As recently reported, the work opportunity tax credit (WOTC) — the largest employer-based hiring subsidy in the federal budget — is set to expire at the end of the year.1 Advocates have already launched a concerted effort to pressure lawmakers to extend the tax credit, which, based on Congressional Budget Office estimates, could cost $19 billion over the next decade if extended permanently.2 As congressional discussions about a potential year-end tax bill heat up, lawmakers should consider whether the WOTC produces results that justify its federal budgetary impact, or whether it merely provides windfalls to employers without affecting hiring decisions.
Enacted in 1996 for one year only,3 the WOTC was intended to encourage the hiring of members of disadvantaged groups who face significant obstacles to achieving stable lives. Since 1996 Congress has extended the expiration date more than a dozen times — often taking the opportunity to expand the categories of employees eligible for the credit. The WOTC tries to address a goal that almost everyone supports, because a good-paying job is the best pathway out of poverty. Although Congress enacted the WOTC in pursuit of worthy policy goals, new research finds that the WOTC is completely ineffective at achieving them.4
The WOTC is a generous credit for eligible businesses. It generally covers 40 percent of up to $6,000 in wages in the first year of employment (that is, a maximum credit of $2,400) for qualified workers.5To qualify for the 40 percent credit, a business must employ an applicable worker for at least 400 hours in the first year.6 The WOTC is administered as a general business credit. It is nonrefundable but may be carried back one year and carried forward up to 20 years.7 Tax-exempt organizations generally may not claim the credit except as a claim against payroll tax liability for qualified veterans.8
The WOTC was initially available for hiring recipients of cash payments under the Temporary Assistance for Needy Families (TANF) program. Congress has expanded WOTC eligibility over time to include certain veterans, felons, the long-term unemployed, recipients of Supplemental Security Income and Supplemental Nutritional Assistance Program (SNAP) benefits, long-term TANF recipients, and other groups. Several of these categories now benefit from an increased WOTC-eligible wage base or a longer eligibility period for the credit.9 According to the Labor Department, 1.58 million workers were certified as eligible for the WOTC in fiscal 2024. 10 The largest group of those hired are SNAP recipients, who comprise roughly 70 percent of total eligible hires in any given year. 11
Despite a general preference for the stability and certainty of permanent tax policy, making tax benefits temporary sometimes can be justified on the grounds that lawmakers use these legal expirations as an opportunity to examine the effectiveness and efficiency of the underlying policies, no matter how well-intended they are. In this case, there are long-standing questions about whether the WOTC really changes hiring practices or merely facilitates a cash transfer to a select group of businesses.

Aim 1:
Pull out every line in the records below that contains the word "white".

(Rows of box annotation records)
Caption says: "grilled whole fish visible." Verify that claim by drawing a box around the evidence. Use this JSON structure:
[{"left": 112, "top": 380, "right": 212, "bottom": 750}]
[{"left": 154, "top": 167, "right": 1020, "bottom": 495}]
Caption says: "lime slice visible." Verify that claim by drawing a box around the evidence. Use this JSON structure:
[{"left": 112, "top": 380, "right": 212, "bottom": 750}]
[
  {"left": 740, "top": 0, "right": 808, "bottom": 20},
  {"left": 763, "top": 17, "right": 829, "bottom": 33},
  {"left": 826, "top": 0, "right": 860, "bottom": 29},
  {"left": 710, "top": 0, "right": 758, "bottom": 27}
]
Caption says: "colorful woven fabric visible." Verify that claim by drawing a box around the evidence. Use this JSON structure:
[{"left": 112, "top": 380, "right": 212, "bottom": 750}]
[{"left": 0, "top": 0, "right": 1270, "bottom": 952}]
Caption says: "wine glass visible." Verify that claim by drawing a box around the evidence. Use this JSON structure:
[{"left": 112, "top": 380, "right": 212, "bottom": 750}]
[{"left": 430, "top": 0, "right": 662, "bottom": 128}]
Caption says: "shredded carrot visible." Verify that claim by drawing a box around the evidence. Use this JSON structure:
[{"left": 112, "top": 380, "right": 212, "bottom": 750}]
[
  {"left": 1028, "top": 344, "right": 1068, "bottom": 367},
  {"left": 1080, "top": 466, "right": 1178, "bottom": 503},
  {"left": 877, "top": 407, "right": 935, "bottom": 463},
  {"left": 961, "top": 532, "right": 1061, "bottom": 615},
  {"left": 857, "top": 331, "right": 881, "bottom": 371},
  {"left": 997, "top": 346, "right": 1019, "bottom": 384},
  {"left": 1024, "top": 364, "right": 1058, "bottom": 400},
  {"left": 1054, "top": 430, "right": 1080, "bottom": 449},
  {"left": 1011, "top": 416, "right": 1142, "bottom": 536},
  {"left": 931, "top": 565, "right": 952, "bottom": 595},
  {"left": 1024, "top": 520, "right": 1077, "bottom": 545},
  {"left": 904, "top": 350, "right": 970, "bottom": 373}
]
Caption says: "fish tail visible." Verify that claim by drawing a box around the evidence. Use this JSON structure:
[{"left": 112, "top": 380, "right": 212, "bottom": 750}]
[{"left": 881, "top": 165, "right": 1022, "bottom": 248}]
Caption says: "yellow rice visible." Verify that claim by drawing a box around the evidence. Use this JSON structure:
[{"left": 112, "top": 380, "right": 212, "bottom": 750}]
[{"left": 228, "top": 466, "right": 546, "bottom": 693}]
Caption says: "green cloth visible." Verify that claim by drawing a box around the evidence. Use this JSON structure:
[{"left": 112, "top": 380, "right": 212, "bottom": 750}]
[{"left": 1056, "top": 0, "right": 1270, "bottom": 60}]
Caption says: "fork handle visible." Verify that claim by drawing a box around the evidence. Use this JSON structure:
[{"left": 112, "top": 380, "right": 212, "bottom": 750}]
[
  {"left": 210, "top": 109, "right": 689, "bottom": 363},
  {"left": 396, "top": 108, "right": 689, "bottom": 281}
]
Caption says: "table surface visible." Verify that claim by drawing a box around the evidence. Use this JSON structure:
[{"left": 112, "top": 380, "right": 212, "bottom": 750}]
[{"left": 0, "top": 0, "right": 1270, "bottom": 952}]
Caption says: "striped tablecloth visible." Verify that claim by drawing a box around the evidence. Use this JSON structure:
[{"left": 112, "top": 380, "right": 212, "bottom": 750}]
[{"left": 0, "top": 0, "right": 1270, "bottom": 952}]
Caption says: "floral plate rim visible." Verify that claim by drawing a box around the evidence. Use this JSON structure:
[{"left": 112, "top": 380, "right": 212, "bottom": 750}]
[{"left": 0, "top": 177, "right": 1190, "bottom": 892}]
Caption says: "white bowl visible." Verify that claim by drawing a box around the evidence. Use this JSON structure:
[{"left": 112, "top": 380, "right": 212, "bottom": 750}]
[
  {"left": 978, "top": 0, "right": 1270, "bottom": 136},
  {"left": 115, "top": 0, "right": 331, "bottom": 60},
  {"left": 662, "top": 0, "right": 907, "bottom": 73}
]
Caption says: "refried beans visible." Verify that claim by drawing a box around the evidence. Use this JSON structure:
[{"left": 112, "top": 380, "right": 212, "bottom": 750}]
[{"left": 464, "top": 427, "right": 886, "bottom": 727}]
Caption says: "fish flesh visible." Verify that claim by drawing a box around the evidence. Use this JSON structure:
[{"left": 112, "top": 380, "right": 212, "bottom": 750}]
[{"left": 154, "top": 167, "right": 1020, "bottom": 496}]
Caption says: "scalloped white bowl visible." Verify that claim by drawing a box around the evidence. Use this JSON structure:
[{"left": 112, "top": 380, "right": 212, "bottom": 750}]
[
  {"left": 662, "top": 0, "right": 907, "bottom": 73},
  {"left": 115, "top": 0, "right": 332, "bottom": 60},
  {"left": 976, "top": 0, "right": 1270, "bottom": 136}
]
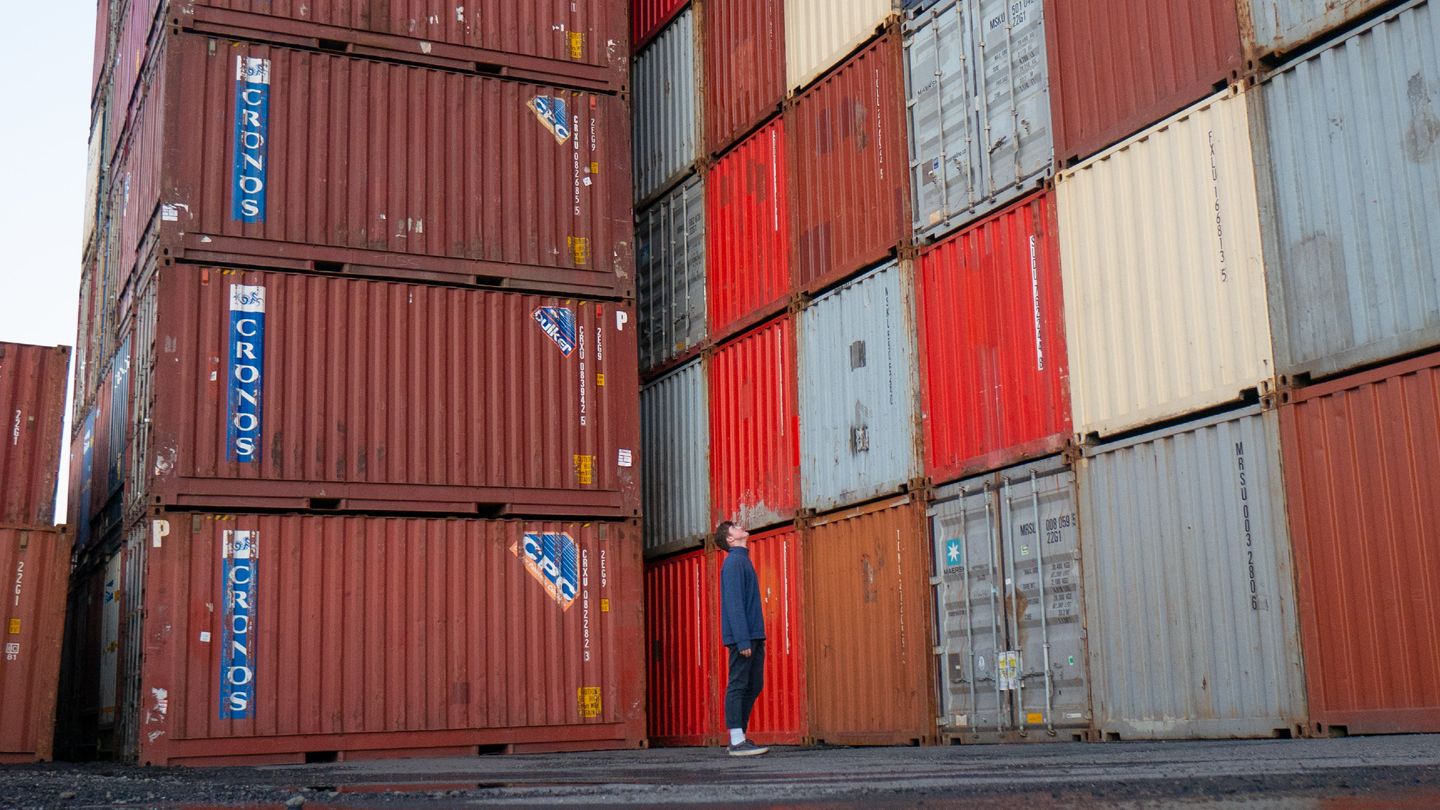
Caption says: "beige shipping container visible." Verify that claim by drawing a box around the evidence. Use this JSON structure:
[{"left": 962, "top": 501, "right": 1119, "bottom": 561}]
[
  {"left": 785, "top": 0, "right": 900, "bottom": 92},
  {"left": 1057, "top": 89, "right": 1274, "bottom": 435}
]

Aim 2:
Write what comes next in the text on the work opportunity tax credit, picking up after its final sentence.

Task response 1:
Caption says: "white bowl visible." Verify that claim by drawing a box around the evidence. Use this JSON structure:
Caption says: "scalloped white bowl visible." Verify that claim by drawing a box around the evidence. Use this JSON structure:

Task response 2:
For years, frustratingly little evidence has been available to Congress to evaluate the WOTC at all. Researchers face challenges isolating causes for widespread hiring trends, and finding apples-to-apples comparisons to test theories can be close to impossible.
However, a recent study from economists at the University of Wisconsin-Madison and the University of Southern California has shed new light on the question. Sadly, it confirms what many have long suspected: While the goal of the program is laudable, the WOTC simply does not work. It benefits some businesses but does not affect their hiring decisions. 12
The study is an unusually ambitious and careful attempt to measure the WOTC’s success, using not only data from the program itself but records from welfare and transfer programs, demographic data, criminal justice records, and even quarterly earnings reports from potential employers. Through that wealth of information, the study’s authors tracked 13 million Wisconsin workers over two decades. They paid close attention to data from years when the program expanded to examine how the changing availability of the credit changed outcomes.
Despite this unprecedented scope, the study failed to find any evidence that the WOTC increased hiring in the targeted groups. The data indicate that the companies receiving the credit hired the same people they would have hired without the credit. This means that billions of taxpayer dollars intended to encourage hiring of disadvantaged groups are instead merely a windfall for businesses.
It is infamously hard to prove a negative. Yet the study’s authors assert that they are extremely confident in their conclusion, which is remarkable given the complexity of the data. No matter where they looked, the pattern was the same: The credit did not increase hiring of individuals from the eligible groups.
Nor did it lead to higher wages for those workers after hiring, another alleged benefit touted by defenders of the credit. Employers did not pass on the value of the credit to employees, and most WOTC jobs remain low or minimum wage. To understand how this could be, one must understand the overall structure of the credit and how it is enforced and implemented.
For this incentive to have an impact on decision-making, hiring managers must know before hiring if an applicant was eligible for the WOTC. However, only 13 percent of the job applications reviewed in the study even collected information about WOTC eligibility. While companies are required to prescreen applicants on or before the date a job offer is made — and that status is then verified by state workforce agencies — the information is not often made available to hiring managers.
Why not? The most common response by surveyed employers was that asking applicants about the requirements for WOTC eligibility — like receiving SNAP benefits or having a criminal record — during the hiring process could expose them to discrimination lawsuits. Employers also worried that asking about WOTC eligibility earlier in the hiring process could scare off applicants who would be reluctant to admit to receiving public assistance or having a criminal record because of social stigma.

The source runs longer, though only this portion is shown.